== ACTIVITY ==
Your task is to copy every line below that contains the word "pink".

== SOURCE DATA ==
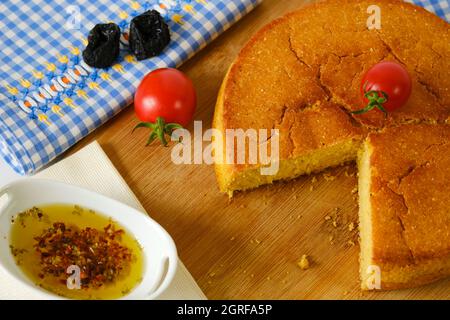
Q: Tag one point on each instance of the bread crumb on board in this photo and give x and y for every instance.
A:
(304, 263)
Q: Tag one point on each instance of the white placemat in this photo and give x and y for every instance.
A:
(90, 168)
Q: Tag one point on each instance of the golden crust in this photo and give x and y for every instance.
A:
(410, 201)
(317, 56)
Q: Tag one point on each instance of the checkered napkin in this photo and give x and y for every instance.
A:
(50, 99)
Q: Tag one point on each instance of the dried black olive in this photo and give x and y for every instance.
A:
(149, 35)
(103, 46)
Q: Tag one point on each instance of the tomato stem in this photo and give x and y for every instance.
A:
(159, 130)
(377, 99)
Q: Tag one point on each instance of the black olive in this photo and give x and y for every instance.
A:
(103, 46)
(149, 35)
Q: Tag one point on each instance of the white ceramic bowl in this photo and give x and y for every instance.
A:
(159, 251)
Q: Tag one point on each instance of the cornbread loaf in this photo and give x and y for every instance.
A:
(404, 205)
(301, 74)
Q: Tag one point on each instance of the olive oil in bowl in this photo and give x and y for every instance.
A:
(105, 260)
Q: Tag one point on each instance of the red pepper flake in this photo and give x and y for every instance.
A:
(99, 255)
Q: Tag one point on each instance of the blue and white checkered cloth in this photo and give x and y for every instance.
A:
(49, 99)
(42, 41)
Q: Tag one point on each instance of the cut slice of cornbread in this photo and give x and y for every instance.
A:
(301, 74)
(404, 199)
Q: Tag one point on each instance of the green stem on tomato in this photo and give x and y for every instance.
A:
(159, 130)
(377, 99)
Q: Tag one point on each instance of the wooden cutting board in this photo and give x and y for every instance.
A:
(248, 248)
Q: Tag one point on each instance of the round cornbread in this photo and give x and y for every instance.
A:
(301, 74)
(404, 201)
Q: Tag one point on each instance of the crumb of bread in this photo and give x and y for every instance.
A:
(329, 177)
(351, 226)
(304, 262)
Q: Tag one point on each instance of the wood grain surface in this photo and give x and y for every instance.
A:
(247, 248)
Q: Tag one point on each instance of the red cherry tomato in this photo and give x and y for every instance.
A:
(386, 86)
(165, 100)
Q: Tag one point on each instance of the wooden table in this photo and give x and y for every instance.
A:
(247, 248)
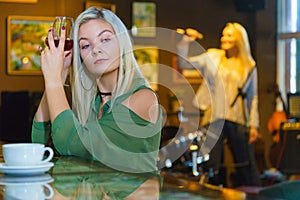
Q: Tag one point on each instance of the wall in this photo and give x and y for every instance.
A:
(209, 17)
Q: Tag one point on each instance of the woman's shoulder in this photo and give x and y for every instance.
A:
(144, 102)
(215, 52)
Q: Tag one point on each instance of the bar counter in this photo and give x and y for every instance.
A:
(77, 178)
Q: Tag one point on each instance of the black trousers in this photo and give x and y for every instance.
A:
(243, 154)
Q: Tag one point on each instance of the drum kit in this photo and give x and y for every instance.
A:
(182, 152)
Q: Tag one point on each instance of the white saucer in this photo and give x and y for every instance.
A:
(25, 180)
(25, 170)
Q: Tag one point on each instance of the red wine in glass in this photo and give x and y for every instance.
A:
(68, 43)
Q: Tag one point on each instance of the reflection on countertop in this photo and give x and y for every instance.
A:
(76, 178)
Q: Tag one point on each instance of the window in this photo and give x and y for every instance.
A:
(288, 46)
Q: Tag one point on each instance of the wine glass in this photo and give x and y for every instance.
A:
(58, 23)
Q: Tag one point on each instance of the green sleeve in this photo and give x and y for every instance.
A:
(65, 137)
(40, 132)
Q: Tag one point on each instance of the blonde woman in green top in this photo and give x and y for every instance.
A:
(115, 116)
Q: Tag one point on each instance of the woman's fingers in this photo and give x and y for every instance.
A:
(62, 38)
(51, 43)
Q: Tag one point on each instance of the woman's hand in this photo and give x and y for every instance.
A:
(54, 60)
(253, 135)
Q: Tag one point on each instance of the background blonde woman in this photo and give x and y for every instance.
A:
(228, 98)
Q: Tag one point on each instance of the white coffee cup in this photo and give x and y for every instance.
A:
(25, 154)
(28, 191)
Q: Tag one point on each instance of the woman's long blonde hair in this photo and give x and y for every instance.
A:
(84, 86)
(243, 45)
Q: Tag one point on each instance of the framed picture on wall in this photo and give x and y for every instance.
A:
(107, 6)
(144, 19)
(147, 58)
(24, 35)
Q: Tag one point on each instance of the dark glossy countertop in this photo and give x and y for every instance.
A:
(75, 178)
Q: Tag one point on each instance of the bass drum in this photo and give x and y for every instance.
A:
(179, 151)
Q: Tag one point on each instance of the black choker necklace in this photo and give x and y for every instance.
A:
(105, 93)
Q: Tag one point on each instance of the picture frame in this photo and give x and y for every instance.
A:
(191, 76)
(108, 6)
(144, 19)
(24, 36)
(147, 58)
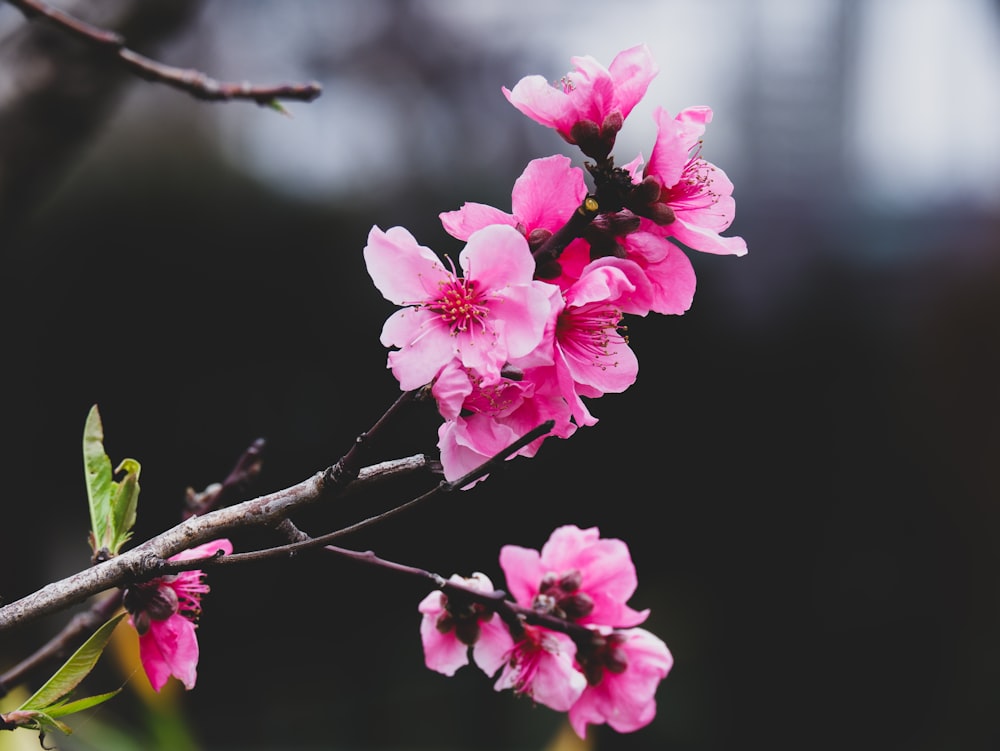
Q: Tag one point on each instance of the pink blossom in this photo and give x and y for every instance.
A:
(623, 670)
(592, 356)
(449, 628)
(494, 313)
(588, 106)
(699, 194)
(667, 271)
(544, 197)
(578, 575)
(164, 611)
(541, 666)
(482, 418)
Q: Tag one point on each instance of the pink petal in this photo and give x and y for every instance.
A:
(170, 647)
(403, 271)
(706, 240)
(548, 192)
(206, 550)
(497, 256)
(542, 102)
(472, 216)
(494, 644)
(632, 71)
(523, 569)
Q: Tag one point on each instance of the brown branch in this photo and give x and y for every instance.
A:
(148, 559)
(302, 541)
(238, 481)
(60, 646)
(193, 82)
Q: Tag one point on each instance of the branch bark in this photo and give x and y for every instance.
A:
(148, 558)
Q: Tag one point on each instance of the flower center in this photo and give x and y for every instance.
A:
(459, 305)
(591, 332)
(604, 654)
(694, 189)
(559, 594)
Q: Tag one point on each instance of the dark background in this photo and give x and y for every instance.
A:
(805, 470)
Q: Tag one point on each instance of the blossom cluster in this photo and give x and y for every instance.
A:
(533, 324)
(601, 668)
(164, 612)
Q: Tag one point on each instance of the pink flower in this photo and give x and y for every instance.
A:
(592, 356)
(164, 611)
(699, 194)
(482, 418)
(495, 313)
(623, 670)
(449, 628)
(541, 666)
(591, 102)
(544, 197)
(578, 576)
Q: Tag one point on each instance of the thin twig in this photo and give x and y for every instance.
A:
(147, 559)
(72, 635)
(193, 82)
(284, 551)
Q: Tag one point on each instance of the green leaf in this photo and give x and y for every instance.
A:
(74, 670)
(61, 709)
(42, 720)
(97, 471)
(112, 504)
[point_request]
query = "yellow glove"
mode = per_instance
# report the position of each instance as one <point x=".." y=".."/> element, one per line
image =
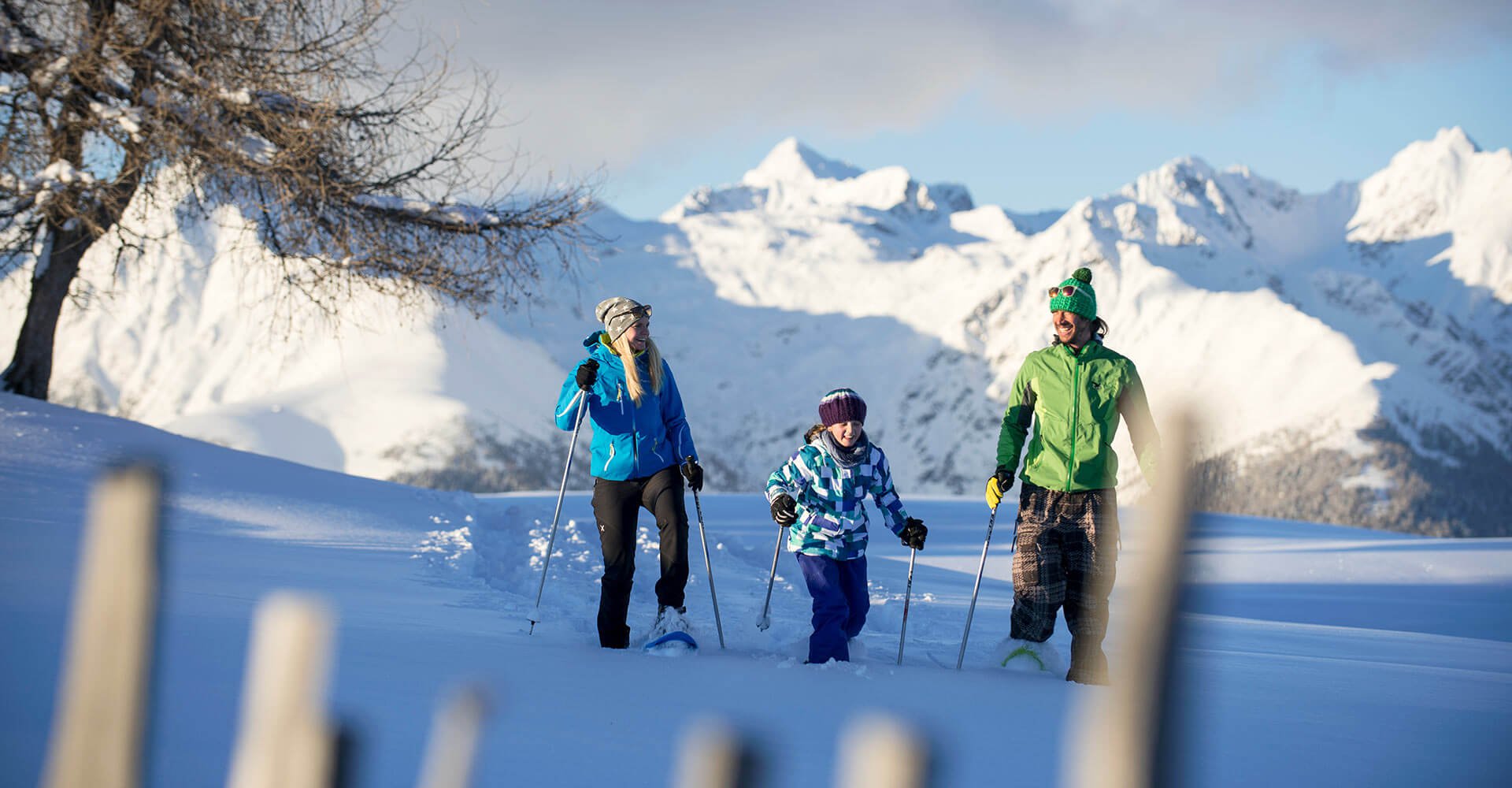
<point x="994" y="492"/>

== RESPONSE ==
Q: Tag one point on each instance of the pink blossom in this photo and give x and y for every instance.
Q: Tag one point on each instance of the pink petal in this photo and give x and y for every instance.
Q: Tag one point on each instance of the pink flower in this photo and give x and y for every instance.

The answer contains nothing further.